McMullan has crafted an impressively taut, thoughtful novel from these exuberant materials. He writes with a muscular lyricism; the book’s moral gaze is both pitiless and ambivalent. The idea for the village’s great wall came to McMullan, a journalist, when he was teaching in rural China. In one small village, he found a building scrawled with the misdeeds of the community: a palimpsest of slights and sins. It was a relic of Mao’s Cultural Revolution, a communal purging of bourgeois sentiment. McMullan’s usually voluble guide fell quiet in its shadow; silenced by this singular carnival of accusation. This extraordinary encounter surfaces obliquely in The Last Good Man. By distancing his novel in time and space, McMullan gives himself thinking room to navigate the deeper resonances of this artefact—how do we trust what is said or written? Why is language less fickle than the human heart? Is community anything more than a shared fiction: brittle and all-too-easily co-opted?

The Last Good Man gives no easy answers. A note of cool, sustained ambiguity runs through the narrative, right up to its quiet fade-out of its ending. McMullan makes no bones of his literary influences: the blood-soaked spectre of mid-career Cormac McCarthy—Child of God, Blood Meridian —haunts the grandeur of the landscape descriptions, and the sudden flashes of brutish violence which punctuate the narrative; the stolid bulk of Margaret Atwood’s The Handmaid’s Tale is unavoidable in the post-apocalyptic setting and the festivals of communal denunciation and retribution.

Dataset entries
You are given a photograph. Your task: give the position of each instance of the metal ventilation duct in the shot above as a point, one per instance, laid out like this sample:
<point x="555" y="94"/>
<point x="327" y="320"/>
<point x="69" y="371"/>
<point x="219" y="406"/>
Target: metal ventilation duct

== Work to do ==
[1] Answer these questions using the book review above:
(a) What profession does the review give for McMullan?
(b) Which two Cormac McCarthy novels does the review name?
(c) Which Margaret Atwood novel does the review mention?
[2] Reproduce the part of the book review that begins at the words "The Last Good Man gives" and ends after the words "denunciation and retribution.".

== Solutions in order ==
[1]
(a) He is a journalist.
(b) Child of God and Blood Meridian.
(c) The Handmaid's Tale.

[2]
The Last Good Man gives no easy answers. A note of cool, sustained ambiguity runs through the narrative, right up to its quiet fade-out of its ending. McMullan makes no bones of his literary influences: the blood-soaked spectre of mid-career Cormac McCarthy—Child of God, Blood Meridian —haunts the grandeur of the landscape descriptions, and the sudden flashes of brutish violence which punctuate the narrative; the stolid bulk of Margaret Atwood’s The Handmaid’s Tale is unavoidable in the post-apocalyptic setting and the festivals of communal denunciation and retribution.